▸ PROBLEM A
Answer these questions about the forum thread on display technology, one answer per line, using the same markers:
(i) According to the first comment, to which three colors is the human eye most sensitive, in order?
(ii) What peak wattage does the thread give for a Wii?
(iii) About how many btus are six people running around said to produce?

▸ DOCUMENT TEXT
** Begin **
Re:Clearly missing a trick. (Score:1, Interesting)
If the human eye is the most sensitive to yellow, green, and violet, in that order, why aren't we making displays and computers that output combinations of YGV? That seems to me to be the best way to achieve realism is to match the natural sensitivity of human eyes.
Re:Of course it's hype, just SHARPer :-) (Score:3, Interesting)
LCD screens are lighter - my 50" plasma might weigh a lot more, but it's on a swivel stand, so moving it takes one finger.
LCD screens are thinner - not much thinner, and most people spend their time looking at the front, not the side.
LCD screens are more efficient - depends. Hook it up to a playstation to watch a blu-ray, and you've more than lost any "efficiency" claim. The playstation burns 188 watts to decode blu-ray disks, while a stand-alone blu-ray player only uses 10 to 13 (and a lot less when on standby). Plasmas also don't have to produce more light than required, then selectively block it from each pixel (which is one reason why blacks are blacker on plasmas - no bleed from adjacent pixels, and no light leakage when you stand near them and look down). Turn the room lights off and put it in economy mode. Get a Wii (peak wattage is 18, as opposed the the 184 wattss for the playstation).
For the little TV viewing I do, we're talking pennies a month, and in the winter I recoup that from the heat generated (electricity from hydro power) - which reminds me, they're calling for snow tonight and tomorrow - so maybe I should invite people over to do some TV watching or play some pinball or snowboarding or air guitar and warm the place up - 6 people running around is almost 2,000 btus, throw in another 1,000 btus from waste heat from the plasma and sound system, and another couple hundred from the dogs and I might not have to turn the heating on :-)
Local dimming has a problem (Score:5, Interesting)
Re:Not necessarily fake (Score:1, Interesting)
** End **
▸ DATA PROVIDED
** Begin **
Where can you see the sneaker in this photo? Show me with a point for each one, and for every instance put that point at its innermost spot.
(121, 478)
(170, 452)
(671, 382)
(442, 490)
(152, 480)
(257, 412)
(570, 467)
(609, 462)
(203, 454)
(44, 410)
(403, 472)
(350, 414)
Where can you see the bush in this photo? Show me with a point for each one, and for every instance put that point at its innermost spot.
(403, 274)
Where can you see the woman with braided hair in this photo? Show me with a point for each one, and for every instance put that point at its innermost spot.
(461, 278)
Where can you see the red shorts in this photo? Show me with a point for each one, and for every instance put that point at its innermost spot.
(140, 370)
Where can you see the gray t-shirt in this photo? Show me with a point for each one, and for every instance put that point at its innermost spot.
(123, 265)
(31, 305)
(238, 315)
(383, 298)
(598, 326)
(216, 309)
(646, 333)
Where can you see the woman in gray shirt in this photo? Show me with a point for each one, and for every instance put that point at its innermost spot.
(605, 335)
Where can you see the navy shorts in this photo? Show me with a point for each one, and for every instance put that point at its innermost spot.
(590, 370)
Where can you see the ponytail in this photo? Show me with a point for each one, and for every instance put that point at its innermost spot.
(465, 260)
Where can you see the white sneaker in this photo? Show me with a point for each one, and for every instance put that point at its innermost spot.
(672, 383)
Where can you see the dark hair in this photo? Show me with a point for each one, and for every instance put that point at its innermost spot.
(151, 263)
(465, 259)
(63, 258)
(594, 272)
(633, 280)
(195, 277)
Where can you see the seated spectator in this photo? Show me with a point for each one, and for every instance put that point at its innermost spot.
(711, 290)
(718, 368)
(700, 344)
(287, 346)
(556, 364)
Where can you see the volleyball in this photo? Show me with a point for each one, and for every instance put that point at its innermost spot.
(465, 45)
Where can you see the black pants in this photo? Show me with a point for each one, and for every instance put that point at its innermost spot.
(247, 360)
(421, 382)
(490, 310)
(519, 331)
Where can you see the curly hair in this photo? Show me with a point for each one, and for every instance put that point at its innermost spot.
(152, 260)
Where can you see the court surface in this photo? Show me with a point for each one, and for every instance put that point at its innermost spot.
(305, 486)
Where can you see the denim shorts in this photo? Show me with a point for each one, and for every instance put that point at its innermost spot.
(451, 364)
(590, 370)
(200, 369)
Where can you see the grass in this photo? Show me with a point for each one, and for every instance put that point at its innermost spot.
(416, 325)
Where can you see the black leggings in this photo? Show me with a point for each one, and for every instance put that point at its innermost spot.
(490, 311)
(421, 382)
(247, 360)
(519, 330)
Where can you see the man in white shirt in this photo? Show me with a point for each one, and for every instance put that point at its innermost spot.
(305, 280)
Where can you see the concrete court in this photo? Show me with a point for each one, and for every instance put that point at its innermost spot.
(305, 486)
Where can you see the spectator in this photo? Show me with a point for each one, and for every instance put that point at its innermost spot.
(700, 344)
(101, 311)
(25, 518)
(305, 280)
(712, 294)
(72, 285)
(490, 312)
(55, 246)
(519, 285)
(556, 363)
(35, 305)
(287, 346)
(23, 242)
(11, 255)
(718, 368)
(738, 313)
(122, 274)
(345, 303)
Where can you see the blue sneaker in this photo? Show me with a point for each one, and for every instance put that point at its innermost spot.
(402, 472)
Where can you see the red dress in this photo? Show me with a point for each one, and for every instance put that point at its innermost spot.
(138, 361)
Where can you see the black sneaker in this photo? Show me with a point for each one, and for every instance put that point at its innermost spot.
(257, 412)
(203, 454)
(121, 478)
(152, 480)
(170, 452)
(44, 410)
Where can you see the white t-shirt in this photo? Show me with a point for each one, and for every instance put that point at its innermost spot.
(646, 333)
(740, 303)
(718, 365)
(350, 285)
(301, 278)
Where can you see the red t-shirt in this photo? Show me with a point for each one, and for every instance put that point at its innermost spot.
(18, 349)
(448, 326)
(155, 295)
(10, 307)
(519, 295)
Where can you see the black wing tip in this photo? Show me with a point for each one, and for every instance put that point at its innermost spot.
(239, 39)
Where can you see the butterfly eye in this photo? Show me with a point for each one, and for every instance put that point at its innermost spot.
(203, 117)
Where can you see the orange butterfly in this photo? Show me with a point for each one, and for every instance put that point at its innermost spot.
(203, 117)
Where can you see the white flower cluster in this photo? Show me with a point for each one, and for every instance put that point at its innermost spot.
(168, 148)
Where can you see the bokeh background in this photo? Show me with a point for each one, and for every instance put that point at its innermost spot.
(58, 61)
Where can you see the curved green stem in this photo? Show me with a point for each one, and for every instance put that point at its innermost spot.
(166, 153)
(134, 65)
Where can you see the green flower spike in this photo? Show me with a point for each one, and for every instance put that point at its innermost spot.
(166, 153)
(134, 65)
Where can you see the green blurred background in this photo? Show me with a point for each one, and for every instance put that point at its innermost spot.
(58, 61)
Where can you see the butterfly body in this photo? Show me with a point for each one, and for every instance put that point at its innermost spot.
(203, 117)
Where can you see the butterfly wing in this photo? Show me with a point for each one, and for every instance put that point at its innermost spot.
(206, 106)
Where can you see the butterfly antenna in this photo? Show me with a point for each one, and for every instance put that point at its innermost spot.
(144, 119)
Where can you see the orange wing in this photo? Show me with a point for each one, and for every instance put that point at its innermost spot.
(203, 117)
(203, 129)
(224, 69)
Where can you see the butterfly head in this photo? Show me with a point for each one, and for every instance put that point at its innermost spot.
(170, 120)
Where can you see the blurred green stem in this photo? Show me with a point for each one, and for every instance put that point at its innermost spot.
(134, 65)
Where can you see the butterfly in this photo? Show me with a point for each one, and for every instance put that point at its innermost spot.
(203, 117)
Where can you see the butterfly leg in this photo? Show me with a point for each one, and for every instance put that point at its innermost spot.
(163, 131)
** End **
▸ PROBLEM B
Arrange the lines of the records as a Markdown table with the columns Row and Line. Start at the line with "Where can you see the butterfly head", continue up to and including the last line of the records, and leave out blank lines.

▸ COMPLETE OUTPUT A
(i) Yellow, green, and violet.
(ii) 18 watts.
(iii) Almost 2,000 btus.

▸ COMPLETE OUTPUT B
| Row | Line |
|---|---|
| 1 | Where can you see the butterfly head in this photo? Show me with a point for each one, and for every instance put that point at its innermost spot. |
| 2 | (170, 120) |
| 3 | Where can you see the blurred green stem in this photo? Show me with a point for each one, and for every instance put that point at its innermost spot. |
| 4 | (134, 65) |
| 5 | Where can you see the butterfly in this photo? Show me with a point for each one, and for every instance put that point at its innermost spot. |
| 6 | (203, 117) |
| 7 | Where can you see the butterfly leg in this photo? Show me with a point for each one, and for every instance put that point at its innermost spot. |
| 8 | (163, 131) |